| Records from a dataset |
......
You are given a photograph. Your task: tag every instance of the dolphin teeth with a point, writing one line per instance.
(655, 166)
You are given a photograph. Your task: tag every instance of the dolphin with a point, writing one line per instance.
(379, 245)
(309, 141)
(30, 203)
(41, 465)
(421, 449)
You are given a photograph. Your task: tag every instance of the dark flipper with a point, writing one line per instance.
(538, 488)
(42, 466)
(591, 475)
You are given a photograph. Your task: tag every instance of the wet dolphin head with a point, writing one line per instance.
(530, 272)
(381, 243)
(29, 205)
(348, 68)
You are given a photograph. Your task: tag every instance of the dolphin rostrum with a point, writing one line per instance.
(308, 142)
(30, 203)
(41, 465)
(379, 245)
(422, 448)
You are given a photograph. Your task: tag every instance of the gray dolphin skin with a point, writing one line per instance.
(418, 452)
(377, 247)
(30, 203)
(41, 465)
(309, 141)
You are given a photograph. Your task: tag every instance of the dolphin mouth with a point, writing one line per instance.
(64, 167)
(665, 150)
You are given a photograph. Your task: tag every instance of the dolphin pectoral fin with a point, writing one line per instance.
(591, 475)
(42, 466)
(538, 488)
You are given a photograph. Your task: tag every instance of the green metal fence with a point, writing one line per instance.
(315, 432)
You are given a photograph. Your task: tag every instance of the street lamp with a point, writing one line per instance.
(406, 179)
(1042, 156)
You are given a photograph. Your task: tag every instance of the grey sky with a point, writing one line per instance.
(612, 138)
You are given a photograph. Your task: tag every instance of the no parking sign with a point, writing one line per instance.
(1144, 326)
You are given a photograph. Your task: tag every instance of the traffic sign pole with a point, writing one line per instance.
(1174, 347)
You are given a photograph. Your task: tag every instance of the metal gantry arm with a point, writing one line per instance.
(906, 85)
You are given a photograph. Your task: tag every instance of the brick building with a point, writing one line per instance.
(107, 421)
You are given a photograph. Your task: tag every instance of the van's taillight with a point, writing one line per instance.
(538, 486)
......
| THE PROBLEM |
Output the records above again, copying every line without any change.

| EXERCISE ANSWER |
You are given a photograph. Your task: tag every instance of the dolphin teeth with a point, writing one line per instance.
(655, 166)
You are given a photograph. Your task: tag every instance of the dolphin with a point, writing one line per instance.
(379, 245)
(309, 141)
(30, 203)
(41, 465)
(421, 449)
You are given a photograph. Your task: tag every instance of the dark flipper with a point, writing one line per instance.
(538, 488)
(42, 466)
(591, 475)
You are given a photograph. Your task: tag every instance of the wet dolphin head with a point, writing one line per instance.
(530, 272)
(381, 243)
(29, 205)
(348, 68)
You are given a photograph. Your task: tag every instance of the dolphin rostrum with a point, writing one line per instance.
(308, 142)
(30, 203)
(41, 465)
(379, 245)
(422, 448)
You are given a photograph. Your task: tag every instance of the gray dolphin skin with a point, writing one line per instance.
(418, 452)
(377, 247)
(30, 203)
(41, 465)
(309, 141)
You are given a photograph. Your task: tag every instance of the dolphin mouth with a point, writing one line per instance.
(64, 167)
(665, 150)
You are given a photograph. Your task: tag every instance of the dolphin pectoral fin with a point, writing one line per instance.
(591, 475)
(42, 466)
(538, 488)
You are given a photograph. Your task: tag every instance of the green metal fence with a point, writing one line per instance.
(315, 432)
You are given a photograph. Your task: tag every instance of the street lamp with a point, writing one line per instance.
(406, 179)
(1042, 156)
You are given a photograph. Your task: tag every instance of the grey sky with a point, writing one line per instance.
(612, 138)
You are given a photograph. Your task: tag every instance of the no parking sign with a point, writing one line per instance.
(1144, 326)
You are given a photograph. Your task: tag every instance of the traffic sign pole with a point, writing one line per instance.
(1174, 347)
You are given a photograph. Your task: tag every instance of the metal gantry arm with a point, writing one line per instance.
(906, 85)
You are given a photograph. Your task: tag every instance of the brick building with a point, writing one line per instance.
(107, 421)
You are given a photograph. Your task: tag every instance of the van's taillight with a point, writing one line per instance.
(538, 486)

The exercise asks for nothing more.